=== What to do ===
Rewrite the data below, substituting "carton" for every occurrence of "cardboard box" and leaving all other text unchanged.

Saved data entries:
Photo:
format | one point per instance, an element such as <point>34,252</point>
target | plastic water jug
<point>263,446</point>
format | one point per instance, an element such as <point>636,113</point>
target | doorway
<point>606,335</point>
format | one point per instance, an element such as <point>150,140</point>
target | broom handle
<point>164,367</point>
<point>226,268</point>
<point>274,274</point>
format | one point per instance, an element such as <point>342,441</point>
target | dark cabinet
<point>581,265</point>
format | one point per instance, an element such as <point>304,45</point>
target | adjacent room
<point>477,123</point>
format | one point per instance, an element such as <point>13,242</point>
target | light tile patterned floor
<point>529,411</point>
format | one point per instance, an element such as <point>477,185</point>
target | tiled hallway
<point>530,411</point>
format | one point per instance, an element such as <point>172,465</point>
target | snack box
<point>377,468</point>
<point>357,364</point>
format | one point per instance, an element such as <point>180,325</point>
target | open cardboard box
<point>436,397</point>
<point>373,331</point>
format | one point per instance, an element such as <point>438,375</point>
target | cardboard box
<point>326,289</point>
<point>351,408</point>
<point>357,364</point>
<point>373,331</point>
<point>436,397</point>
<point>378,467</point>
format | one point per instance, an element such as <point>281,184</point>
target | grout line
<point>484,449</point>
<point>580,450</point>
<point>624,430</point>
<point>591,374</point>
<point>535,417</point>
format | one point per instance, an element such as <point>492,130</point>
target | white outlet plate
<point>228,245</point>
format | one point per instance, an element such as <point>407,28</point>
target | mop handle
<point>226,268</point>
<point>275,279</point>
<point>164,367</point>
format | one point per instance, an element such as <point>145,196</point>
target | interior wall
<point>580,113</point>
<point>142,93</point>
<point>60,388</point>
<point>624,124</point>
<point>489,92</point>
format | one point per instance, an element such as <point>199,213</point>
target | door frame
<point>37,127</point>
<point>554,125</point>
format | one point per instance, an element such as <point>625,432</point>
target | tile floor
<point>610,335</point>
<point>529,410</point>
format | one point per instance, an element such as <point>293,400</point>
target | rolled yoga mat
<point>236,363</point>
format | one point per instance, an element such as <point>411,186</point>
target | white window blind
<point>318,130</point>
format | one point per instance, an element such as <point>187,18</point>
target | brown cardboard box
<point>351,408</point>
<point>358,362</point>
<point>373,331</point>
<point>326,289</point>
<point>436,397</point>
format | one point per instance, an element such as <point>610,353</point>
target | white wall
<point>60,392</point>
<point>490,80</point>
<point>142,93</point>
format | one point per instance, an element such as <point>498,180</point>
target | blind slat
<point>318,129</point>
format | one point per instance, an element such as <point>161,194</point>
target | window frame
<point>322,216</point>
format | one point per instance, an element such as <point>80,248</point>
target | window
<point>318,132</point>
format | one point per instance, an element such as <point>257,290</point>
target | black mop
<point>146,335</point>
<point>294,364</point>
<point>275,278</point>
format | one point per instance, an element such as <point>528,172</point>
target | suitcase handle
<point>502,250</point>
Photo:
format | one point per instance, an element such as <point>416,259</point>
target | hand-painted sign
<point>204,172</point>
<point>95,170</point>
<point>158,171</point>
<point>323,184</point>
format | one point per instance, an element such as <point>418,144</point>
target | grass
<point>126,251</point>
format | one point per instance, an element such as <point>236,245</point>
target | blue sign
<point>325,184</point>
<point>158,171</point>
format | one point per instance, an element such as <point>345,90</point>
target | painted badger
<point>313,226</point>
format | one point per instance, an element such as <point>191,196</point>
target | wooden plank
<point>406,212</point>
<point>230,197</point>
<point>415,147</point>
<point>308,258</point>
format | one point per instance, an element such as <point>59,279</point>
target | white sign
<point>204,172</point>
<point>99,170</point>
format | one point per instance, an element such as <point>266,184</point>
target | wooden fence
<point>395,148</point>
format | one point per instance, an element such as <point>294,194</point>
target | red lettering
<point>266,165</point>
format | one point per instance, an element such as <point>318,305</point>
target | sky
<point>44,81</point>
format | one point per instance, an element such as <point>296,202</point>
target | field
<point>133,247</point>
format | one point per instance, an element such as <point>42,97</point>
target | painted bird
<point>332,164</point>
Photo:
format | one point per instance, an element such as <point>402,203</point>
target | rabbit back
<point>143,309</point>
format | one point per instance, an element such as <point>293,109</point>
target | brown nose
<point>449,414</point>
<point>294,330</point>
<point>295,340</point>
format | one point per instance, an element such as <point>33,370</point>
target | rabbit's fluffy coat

=== Result of this task ===
Photo:
format | one point per instance, an element such as <point>34,252</point>
target | plastic water jug
<point>263,446</point>
format | one point per instance, an element such as <point>636,113</point>
target | doorway
<point>606,335</point>
format | one point per instance, an element such as <point>150,140</point>
target | broom handle
<point>164,367</point>
<point>226,268</point>
<point>274,274</point>
format | one point per instance, an element such as <point>342,441</point>
target | dark cabinet
<point>581,265</point>
format | one point per instance, an element such as <point>304,45</point>
target | adjacent room
<point>477,123</point>
format | one point per instance, an element such as <point>13,242</point>
target | light tile patterned floor
<point>529,411</point>
format | one point per instance, an element such as <point>477,185</point>
target | tiled hallway
<point>530,411</point>
format | one point per instance, an element such as <point>172,465</point>
target | snack box
<point>377,468</point>
<point>357,364</point>
format | one point per instance, an element such as <point>180,325</point>
target | open carton
<point>436,397</point>
<point>373,331</point>
format | one point per instance, an element such as <point>438,375</point>
target | carton
<point>326,289</point>
<point>351,408</point>
<point>357,364</point>
<point>373,331</point>
<point>436,397</point>
<point>378,467</point>
format | one point per instance, an element such as <point>281,184</point>
target | grout line
<point>484,449</point>
<point>580,450</point>
<point>624,430</point>
<point>591,374</point>
<point>535,417</point>
format | one point per instance, an element such as <point>492,130</point>
target | white outlet plate
<point>228,245</point>
format | one point per instance, an element such as <point>407,28</point>
target | mop handle
<point>226,268</point>
<point>275,279</point>
<point>164,367</point>
format | one point per instance, an element such as <point>145,196</point>
target | interior wall
<point>580,113</point>
<point>142,93</point>
<point>60,388</point>
<point>624,124</point>
<point>489,92</point>
format | one point per instance, an element such as <point>199,213</point>
target | door frame
<point>37,127</point>
<point>554,125</point>
format | one point per instance, an element such as <point>625,432</point>
target | tile floor
<point>610,335</point>
<point>529,410</point>
format | one point per instance, an element such as <point>293,400</point>
target | rolled yoga mat
<point>236,363</point>
format | one point per instance, an element such as <point>411,186</point>
target | white window blind
<point>318,130</point>
format | one point per instance, an element such as <point>187,18</point>
target | brown carton
<point>351,408</point>
<point>358,362</point>
<point>373,331</point>
<point>326,289</point>
<point>436,397</point>
format | one point per instance, an element such as <point>610,353</point>
target | white wall
<point>60,392</point>
<point>490,80</point>
<point>142,93</point>
format | one point per instance, an element such as <point>498,180</point>
target | blind slat
<point>318,129</point>
format | one point per instance, an element such as <point>161,194</point>
target | window frame
<point>322,216</point>
format | one point per instance, an element such as <point>80,248</point>
target | window
<point>318,132</point>
format | one point per instance, an element such as <point>257,290</point>
target | black mop
<point>146,335</point>
<point>294,364</point>
<point>275,278</point>
format | one point per instance, an element such as <point>528,172</point>
target | suitcase handle
<point>502,250</point>
Photo:
format | one point per instance, an element such as <point>416,259</point>
target | hand-painted sign
<point>204,172</point>
<point>95,170</point>
<point>158,171</point>
<point>323,184</point>
format | one point per instance, an element such as <point>418,144</point>
target | grass
<point>126,251</point>
format | one point per instance, an element such as <point>236,245</point>
target | blue sign
<point>325,184</point>
<point>158,171</point>
format | one point per instance, an element such as <point>345,90</point>
target | painted badger
<point>313,226</point>
format | one point per instance, an element such as <point>191,196</point>
target | wooden plank
<point>406,212</point>
<point>230,197</point>
<point>415,147</point>
<point>308,258</point>
format | one point per instance, an element such as <point>59,279</point>
target | white sign
<point>204,172</point>
<point>99,170</point>
format | one point per instance, an element such as <point>266,184</point>
target | wooden fence
<point>395,148</point>
format | one point per instance, an element such as <point>294,194</point>
target | red lettering
<point>266,165</point>
format | one point per instance, an element such as <point>318,305</point>
target | sky
<point>44,81</point>
format | one point per instance, an element such as <point>296,202</point>
target | field
<point>133,247</point>
format | one point per instance, an element such as <point>42,97</point>
target | painted bird
<point>332,164</point>
Photo:
format | one point per instance, an element such as <point>402,203</point>
target | rabbit back
<point>143,309</point>
format | one point per instance, an element such as <point>293,109</point>
target | brown nose
<point>449,414</point>
<point>294,330</point>
<point>295,340</point>
format | one point per instance, an element such as <point>33,370</point>
target | rabbit's fluffy coat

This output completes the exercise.